Books and Publishing in the Digital Age
Over the past few years Twitter has become a popular platform for creating and celebrating fiction. Stories have been told in less than 140 characters; fictional characters have come to life and tweeted from personal accounts; and entire stories have unfolded through a series of successive tweets. In 2009 a reimagining of Pride & Prejudice called “Pride and Twitterverse” pulled the classic literary characters into the digital age and showed the interactions they had on Twitter.
The first Twitter Fiction Festival was held on the week of November 28, 2012 and took place completely online. For five days participants from all over the world tweeted their submissions by using the hashtag #twitterfiction at the end of each entry. The showcase selections were featured on the #twitterfiction page.
In May 2012 The New Yorker released Jennifer Egan’s short story “Black Box” through a series of tweets sent out over ten nights. The experiment was met with mixed reviews as some thought that the long-form fiction told in increments of 140 characters over several nights was not able to implement some of the best features that Twitter offers.
A more successful attempt by Elliott Holt was selected for the Twitter Fiction Showcase. Holt’s crime mystery unfolded on Twitter and made full use of the platform through the interactions of three guests who told their sides of the story, included clever hashtags, and provided a knowing awareness that the story was being told on the popular social media networking site. At the end of the story engaged readers were asked to tweet whether they thought the murder was a #homicide, #suicide, or an #accident.

▶ Exercise
Reproduce the passage of the Twitter fiction text between "In May 2012" and "that Twitter offers.", inclusive, swapping "mixed reviews" for "varied reviews".

▶ Dataset content
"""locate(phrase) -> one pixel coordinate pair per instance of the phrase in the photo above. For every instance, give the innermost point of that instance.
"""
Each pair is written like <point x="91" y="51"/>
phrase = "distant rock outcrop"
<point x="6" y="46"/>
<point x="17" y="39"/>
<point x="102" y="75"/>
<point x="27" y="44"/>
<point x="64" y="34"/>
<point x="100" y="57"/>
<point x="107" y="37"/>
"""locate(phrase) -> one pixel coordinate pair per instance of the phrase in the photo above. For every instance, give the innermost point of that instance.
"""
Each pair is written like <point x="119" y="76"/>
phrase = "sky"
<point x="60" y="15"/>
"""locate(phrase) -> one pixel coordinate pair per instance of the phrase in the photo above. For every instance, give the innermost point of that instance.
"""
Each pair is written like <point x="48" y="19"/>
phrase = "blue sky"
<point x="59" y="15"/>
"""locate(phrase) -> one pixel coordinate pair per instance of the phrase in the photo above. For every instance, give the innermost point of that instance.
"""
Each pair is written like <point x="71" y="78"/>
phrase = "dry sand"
---
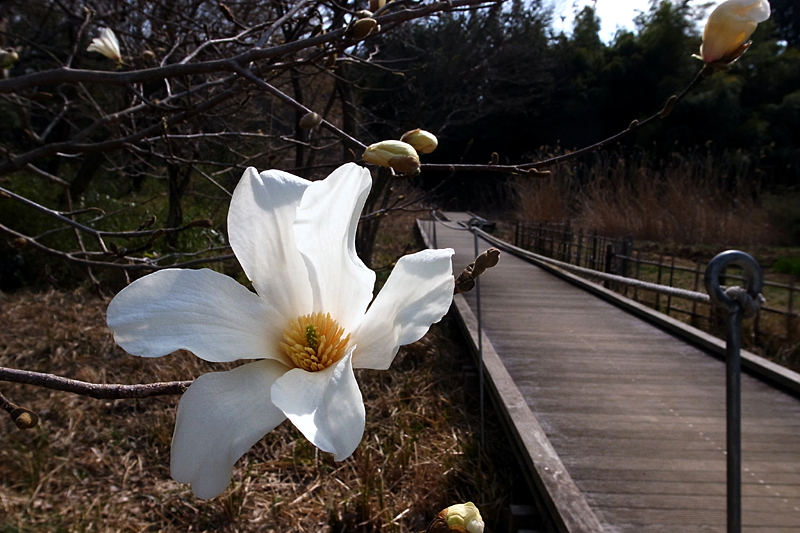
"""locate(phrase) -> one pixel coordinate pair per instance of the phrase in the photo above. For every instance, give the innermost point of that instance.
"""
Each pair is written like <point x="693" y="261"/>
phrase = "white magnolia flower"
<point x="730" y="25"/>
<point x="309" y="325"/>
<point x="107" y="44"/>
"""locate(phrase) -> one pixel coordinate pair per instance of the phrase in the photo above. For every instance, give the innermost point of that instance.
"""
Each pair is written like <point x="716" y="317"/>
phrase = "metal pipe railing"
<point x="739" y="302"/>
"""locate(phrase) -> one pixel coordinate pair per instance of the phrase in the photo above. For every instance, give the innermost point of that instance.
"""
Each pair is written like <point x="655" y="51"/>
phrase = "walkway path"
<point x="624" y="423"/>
* * *
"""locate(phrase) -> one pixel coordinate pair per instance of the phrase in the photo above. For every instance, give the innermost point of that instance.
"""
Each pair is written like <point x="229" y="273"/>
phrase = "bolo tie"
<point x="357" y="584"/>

▶ Solved problem
In May 2012 The New Yorker released Jennifer Egan’s short story “Black Box” through a series of tweets sent out over ten nights. The experiment was met with varied reviews as some thought that the long-form fiction told in increments of 140 characters over several nights was not able to implement some of the best features that Twitter offers.